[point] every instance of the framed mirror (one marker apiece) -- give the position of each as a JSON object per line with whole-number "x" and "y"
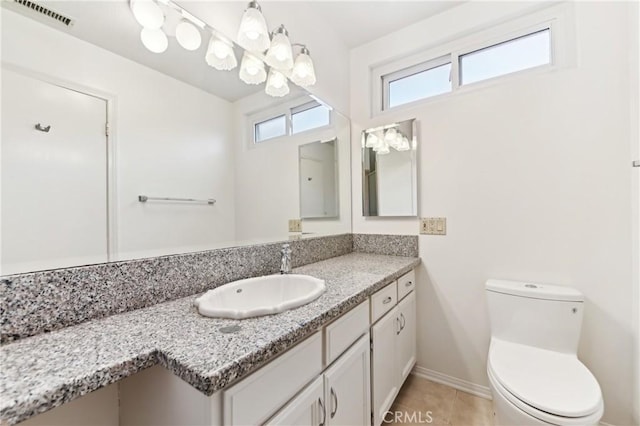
{"x": 318, "y": 179}
{"x": 112, "y": 152}
{"x": 390, "y": 170}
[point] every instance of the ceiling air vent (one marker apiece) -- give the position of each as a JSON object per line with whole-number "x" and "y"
{"x": 65, "y": 20}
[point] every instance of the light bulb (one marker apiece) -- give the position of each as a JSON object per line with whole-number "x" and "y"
{"x": 279, "y": 54}
{"x": 383, "y": 149}
{"x": 220, "y": 54}
{"x": 188, "y": 35}
{"x": 303, "y": 73}
{"x": 147, "y": 13}
{"x": 277, "y": 85}
{"x": 252, "y": 69}
{"x": 154, "y": 40}
{"x": 253, "y": 34}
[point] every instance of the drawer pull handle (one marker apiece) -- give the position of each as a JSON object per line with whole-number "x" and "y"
{"x": 324, "y": 412}
{"x": 334, "y": 398}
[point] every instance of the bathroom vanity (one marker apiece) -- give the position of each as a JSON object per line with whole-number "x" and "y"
{"x": 318, "y": 362}
{"x": 348, "y": 372}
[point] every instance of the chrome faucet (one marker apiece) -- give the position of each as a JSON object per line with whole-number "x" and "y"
{"x": 285, "y": 262}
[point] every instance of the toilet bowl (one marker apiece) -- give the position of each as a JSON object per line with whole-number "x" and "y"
{"x": 534, "y": 373}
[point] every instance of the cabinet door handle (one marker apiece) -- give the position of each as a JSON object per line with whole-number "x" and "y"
{"x": 324, "y": 412}
{"x": 334, "y": 399}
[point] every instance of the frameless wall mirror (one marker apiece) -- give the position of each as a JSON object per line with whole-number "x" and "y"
{"x": 389, "y": 167}
{"x": 318, "y": 179}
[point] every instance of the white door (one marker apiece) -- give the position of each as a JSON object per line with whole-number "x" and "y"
{"x": 54, "y": 183}
{"x": 407, "y": 336}
{"x": 308, "y": 408}
{"x": 384, "y": 365}
{"x": 346, "y": 387}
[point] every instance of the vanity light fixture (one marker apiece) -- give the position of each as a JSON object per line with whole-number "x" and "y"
{"x": 220, "y": 54}
{"x": 280, "y": 55}
{"x": 252, "y": 70}
{"x": 253, "y": 34}
{"x": 154, "y": 39}
{"x": 147, "y": 13}
{"x": 303, "y": 73}
{"x": 188, "y": 35}
{"x": 277, "y": 85}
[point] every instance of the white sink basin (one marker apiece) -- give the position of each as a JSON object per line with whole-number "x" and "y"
{"x": 254, "y": 297}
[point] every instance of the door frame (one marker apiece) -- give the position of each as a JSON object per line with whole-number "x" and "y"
{"x": 110, "y": 135}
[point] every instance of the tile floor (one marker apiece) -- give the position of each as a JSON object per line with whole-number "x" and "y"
{"x": 447, "y": 405}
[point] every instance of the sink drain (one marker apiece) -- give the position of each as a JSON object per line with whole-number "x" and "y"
{"x": 229, "y": 329}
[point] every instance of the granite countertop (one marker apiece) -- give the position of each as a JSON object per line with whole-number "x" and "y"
{"x": 44, "y": 371}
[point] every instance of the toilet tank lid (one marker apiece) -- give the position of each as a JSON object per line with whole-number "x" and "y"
{"x": 535, "y": 290}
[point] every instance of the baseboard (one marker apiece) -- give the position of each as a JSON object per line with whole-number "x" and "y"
{"x": 454, "y": 382}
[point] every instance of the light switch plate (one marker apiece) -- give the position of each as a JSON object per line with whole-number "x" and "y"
{"x": 295, "y": 225}
{"x": 433, "y": 225}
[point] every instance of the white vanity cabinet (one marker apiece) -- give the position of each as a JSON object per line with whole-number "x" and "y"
{"x": 393, "y": 343}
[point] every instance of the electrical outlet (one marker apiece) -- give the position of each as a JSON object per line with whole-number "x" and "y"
{"x": 295, "y": 225}
{"x": 433, "y": 225}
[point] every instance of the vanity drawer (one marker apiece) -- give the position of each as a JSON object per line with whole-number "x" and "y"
{"x": 341, "y": 333}
{"x": 383, "y": 300}
{"x": 254, "y": 399}
{"x": 406, "y": 284}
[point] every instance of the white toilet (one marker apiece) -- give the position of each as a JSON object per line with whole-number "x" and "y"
{"x": 534, "y": 372}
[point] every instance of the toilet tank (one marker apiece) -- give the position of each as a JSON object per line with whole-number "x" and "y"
{"x": 540, "y": 315}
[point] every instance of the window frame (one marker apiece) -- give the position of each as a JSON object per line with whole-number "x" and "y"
{"x": 287, "y": 109}
{"x": 389, "y": 78}
{"x": 258, "y": 122}
{"x": 559, "y": 19}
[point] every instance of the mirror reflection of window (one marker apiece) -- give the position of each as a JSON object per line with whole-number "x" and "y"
{"x": 390, "y": 170}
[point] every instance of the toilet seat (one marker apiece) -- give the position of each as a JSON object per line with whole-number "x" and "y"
{"x": 554, "y": 387}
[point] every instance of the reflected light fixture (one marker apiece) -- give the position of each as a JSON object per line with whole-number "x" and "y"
{"x": 188, "y": 35}
{"x": 253, "y": 34}
{"x": 277, "y": 85}
{"x": 280, "y": 55}
{"x": 252, "y": 69}
{"x": 220, "y": 54}
{"x": 147, "y": 13}
{"x": 303, "y": 73}
{"x": 154, "y": 39}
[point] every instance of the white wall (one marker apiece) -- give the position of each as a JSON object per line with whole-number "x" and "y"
{"x": 267, "y": 189}
{"x": 171, "y": 139}
{"x": 533, "y": 176}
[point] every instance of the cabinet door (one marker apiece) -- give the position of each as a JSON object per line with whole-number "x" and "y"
{"x": 308, "y": 408}
{"x": 406, "y": 347}
{"x": 384, "y": 372}
{"x": 346, "y": 387}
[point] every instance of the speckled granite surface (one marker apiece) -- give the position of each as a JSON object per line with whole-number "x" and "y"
{"x": 392, "y": 245}
{"x": 47, "y": 370}
{"x": 44, "y": 301}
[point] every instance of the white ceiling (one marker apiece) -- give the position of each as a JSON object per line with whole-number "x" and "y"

= = = =

(Work item) Leave the images behind and write out every entry exactly.

(Task answer)
[point] every instance of the framed mirror (one marker apiece) -- give the position of each as a JSON object per line with whole-number "x" and "y"
{"x": 318, "y": 179}
{"x": 112, "y": 152}
{"x": 390, "y": 170}
[point] every instance of the ceiling air vent (one marker apiece) -- give the position of each as a JSON object per line with whole-number "x" and "y"
{"x": 65, "y": 20}
[point] every instance of the light bulb (one marker apiece) -- give the position of each as a JSON object per line with whole-number "x" and "y"
{"x": 279, "y": 54}
{"x": 383, "y": 149}
{"x": 220, "y": 54}
{"x": 188, "y": 35}
{"x": 303, "y": 73}
{"x": 147, "y": 13}
{"x": 277, "y": 85}
{"x": 252, "y": 69}
{"x": 154, "y": 40}
{"x": 253, "y": 34}
[point] every instance of the drawer pull handle (one marker apiece) -- give the position of each as a JSON object per line with whole-number "x" and "y"
{"x": 324, "y": 412}
{"x": 334, "y": 398}
[point] every instance of the bathroom vanity (one marker apiece) -- give the position of each as a JSON object per line with whole-number "x" and "y"
{"x": 318, "y": 362}
{"x": 348, "y": 372}
[point] every instance of the chrome faucet (one marker apiece) -- give the position of each as a JSON object per line with whole-number "x" and "y"
{"x": 285, "y": 262}
[point] every instance of the toilet bowl (one marker apiece) -- give the position of each as a JSON object per line with whole-number "x" and "y"
{"x": 534, "y": 373}
[point] every instance of the cabinet door handle (one marker apiece) -- give the position of each as a JSON object per line with whole-number "x" and "y"
{"x": 324, "y": 412}
{"x": 334, "y": 399}
[point] every instance of the frameless wall mirror (one marker apiece) -- give the position of each as a JSON object per line with whole-number "x" and "y"
{"x": 389, "y": 167}
{"x": 318, "y": 179}
[point] every instance of the white door (one marker apiece) -- give the position of each as a JSON object per line with whole-number "x" and "y"
{"x": 54, "y": 183}
{"x": 407, "y": 336}
{"x": 308, "y": 408}
{"x": 384, "y": 365}
{"x": 346, "y": 387}
[point] every instance of the vanity light fixture (one marker apiece) -- give the position of each as a JSON object per line with whole-number "x" and "y"
{"x": 220, "y": 54}
{"x": 280, "y": 55}
{"x": 252, "y": 70}
{"x": 253, "y": 34}
{"x": 154, "y": 39}
{"x": 147, "y": 13}
{"x": 303, "y": 73}
{"x": 188, "y": 35}
{"x": 277, "y": 85}
[point] every instance of the white sink basin (one marker apiece) -- give the position of each as a JSON object per line with whole-number "x" and "y"
{"x": 254, "y": 297}
[point] every instance of the door frame (one marker apiece) -- give the position of each as a JSON object per line with whole-number "x" and "y"
{"x": 110, "y": 135}
[point] every instance of the tile floor (one marker apiece) -- give the position of each as a JSON object per line with whole-number "x" and "y"
{"x": 447, "y": 405}
[point] every instance of the sink drain (one marker apiece) -- give the position of each as a JSON object per line with whole-number "x" and "y"
{"x": 229, "y": 329}
[point] every instance of the granite countertop (one marker apiece) -- give the position of each as a JSON object per line with whole-number "x" and "y"
{"x": 44, "y": 371}
[point] every instance of the toilet tank lid (one marker apiece) -- give the position of each as a JSON object per line with whole-number "x" and "y"
{"x": 535, "y": 290}
[point] every instance of the baseboard (one marker apiece) -- give the position of each as a JSON object per line with whole-number "x" and "y"
{"x": 454, "y": 382}
[point] every instance of the light switch plate (one marker apiece) -- give the position of each as a JSON object per line with whole-number "x" and "y"
{"x": 295, "y": 225}
{"x": 433, "y": 225}
[point] every instance of the white vanity cabinet (one marker apiece) -- give the position of each as a JSON object per line with whole-number "x" and "y"
{"x": 393, "y": 343}
[point] every instance of the electrical outlet (one marker apiece) -- give the position of each as a JSON object per line with whole-number "x" and "y"
{"x": 295, "y": 225}
{"x": 433, "y": 225}
[point] every instance of the vanity drawer (one marker apiece) -- give the position of each as a JSON object per line with whole-number "x" and "y"
{"x": 341, "y": 333}
{"x": 383, "y": 300}
{"x": 254, "y": 399}
{"x": 406, "y": 284}
[point] every instance of the white toilet (one marker apiece) -- give the position of each as a JSON object per line with whole-number "x" and "y"
{"x": 534, "y": 372}
[point] every instance of the toilet tank (one marker apiece) -- give the position of each as a JSON object per line with whole-number "x" and "y"
{"x": 540, "y": 315}
[point] every instance of the window frame (one marker apiece) -- give the position of each as a JSON object per line with whole-number "x" and "y"
{"x": 287, "y": 109}
{"x": 389, "y": 78}
{"x": 258, "y": 122}
{"x": 559, "y": 19}
[point] every instance of the mirror reflection of window (one marker apiece) -- give the position of each as a JSON object per line with whole-number "x" and "y"
{"x": 390, "y": 170}
[point] every instance of the toilet seat (one marker apiece) -- give the position of each as a JSON object per line with whole-number "x" and "y"
{"x": 554, "y": 387}
[point] every instance of the reflected light fixture (one marker apiece) -- give the position of each as a JSON object per line with whole-number "x" and "y"
{"x": 188, "y": 35}
{"x": 253, "y": 34}
{"x": 277, "y": 85}
{"x": 280, "y": 55}
{"x": 252, "y": 69}
{"x": 220, "y": 54}
{"x": 147, "y": 13}
{"x": 303, "y": 73}
{"x": 154, "y": 39}
[point] every instance of the white wall (one marker apiece) -- give the position of each as a JSON object per line with whole-number "x" and "y"
{"x": 267, "y": 189}
{"x": 171, "y": 139}
{"x": 533, "y": 176}
[point] every instance of the cabinet door (one marker apiece) -- give the position of each as a JSON object per line with whole-number "x" and "y"
{"x": 308, "y": 408}
{"x": 406, "y": 347}
{"x": 384, "y": 372}
{"x": 346, "y": 387}
[point] every instance of the speckled granite surface (one marker apiece) -- give the position of each as a JSON object per line with whole-number "x" and "y"
{"x": 392, "y": 245}
{"x": 47, "y": 370}
{"x": 44, "y": 301}
[point] every instance of the white ceiling (one marker apiece) -- give the position of each as a JSON object per line with whole-number "x" and "y"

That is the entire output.